**Extracted text:**
============================================================

_mm_lddqu_si128
Microsoft Specific
Generates the lddqu instruction.
__m128i _mm_lddqu_si128(
__m128i const* Data
);
Parameters
- [in] Data
The data to load.
Requirements
Intrinsic |
Architecture |
---|---|
_mm_lddqu_si128 |
Intel SSE3 |
Header file <intrin.h>
Return Value
The return value represents a register containing the loaded data.
Remarks
The lddqu instruction loads 128-bit data but does some special alignment to prevent cache line splits. If the address of the data is 16-byte aligned, the address is loaded as is. If the address is not 16-byte aligned, the load begins at the highest 16-byte-aligned address less than the address of Data. A 32-byte block is loaded, and the requested bytes are extracted. This intrinsic is recommended for improved performance over 128-bit unaligned loads.

============================================================

**Short task:**
Answer these from the _mm_lddqu_si128 page:
(a) What architecture is listed for the intrinsic?
(b) What header file is given?
(c) How many bits of data does the lddqu instruction load?
Answer using only the _mm_lddqu_si128 page.

**Record set:**
============================================================

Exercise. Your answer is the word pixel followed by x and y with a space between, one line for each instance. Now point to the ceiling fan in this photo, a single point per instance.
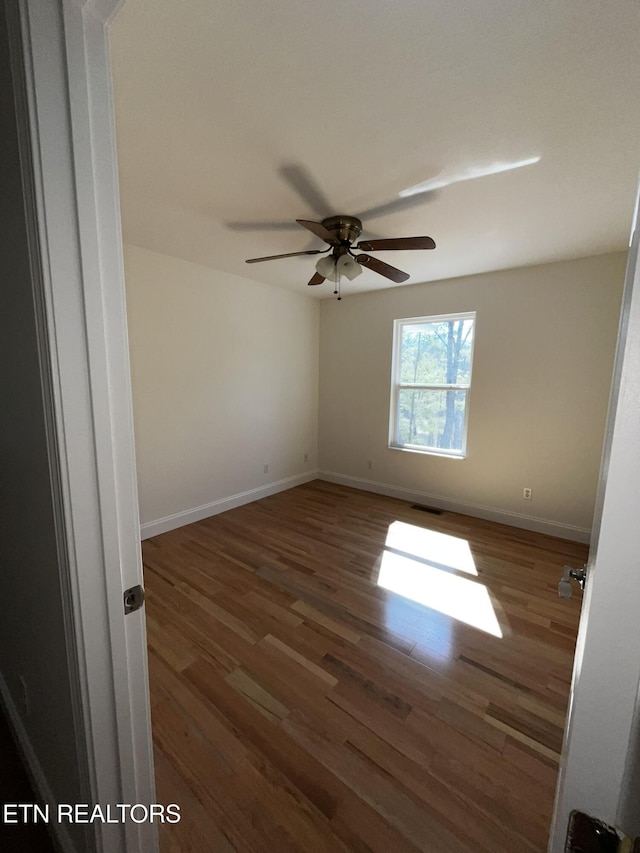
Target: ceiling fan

============================================================

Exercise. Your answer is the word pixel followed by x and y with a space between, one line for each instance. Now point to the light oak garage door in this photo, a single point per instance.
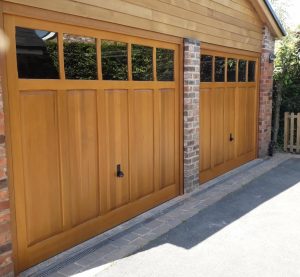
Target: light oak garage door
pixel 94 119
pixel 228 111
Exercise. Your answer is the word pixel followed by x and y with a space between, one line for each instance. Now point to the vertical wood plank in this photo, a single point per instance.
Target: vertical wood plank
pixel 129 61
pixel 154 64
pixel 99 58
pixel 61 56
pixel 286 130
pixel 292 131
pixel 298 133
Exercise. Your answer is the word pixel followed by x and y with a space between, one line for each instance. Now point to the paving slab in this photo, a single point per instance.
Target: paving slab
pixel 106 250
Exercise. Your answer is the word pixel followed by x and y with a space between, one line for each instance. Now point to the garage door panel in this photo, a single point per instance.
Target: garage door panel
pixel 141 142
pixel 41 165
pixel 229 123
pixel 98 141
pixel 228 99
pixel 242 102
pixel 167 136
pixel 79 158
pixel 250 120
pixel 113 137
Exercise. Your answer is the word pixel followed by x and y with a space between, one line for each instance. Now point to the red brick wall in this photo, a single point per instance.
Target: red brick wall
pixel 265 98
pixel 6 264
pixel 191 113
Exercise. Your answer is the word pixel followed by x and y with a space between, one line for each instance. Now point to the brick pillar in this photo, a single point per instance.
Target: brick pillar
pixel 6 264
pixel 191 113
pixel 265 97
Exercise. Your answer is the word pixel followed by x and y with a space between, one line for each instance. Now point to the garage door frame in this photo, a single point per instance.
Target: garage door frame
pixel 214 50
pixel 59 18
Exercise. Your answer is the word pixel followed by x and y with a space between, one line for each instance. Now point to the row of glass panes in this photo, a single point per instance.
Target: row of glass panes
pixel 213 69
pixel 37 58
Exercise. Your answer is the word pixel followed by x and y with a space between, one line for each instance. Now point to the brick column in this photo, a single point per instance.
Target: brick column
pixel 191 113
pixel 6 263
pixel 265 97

============================================================

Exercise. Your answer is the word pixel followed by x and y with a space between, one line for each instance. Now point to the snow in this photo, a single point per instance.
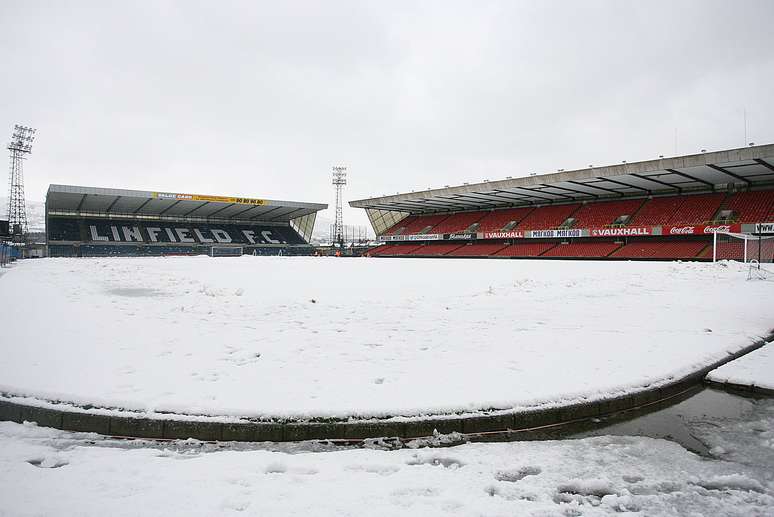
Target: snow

============================================================

**Expected answer:**
(a) Intel SSE3
(b) <intrin.h>
(c) 128 bits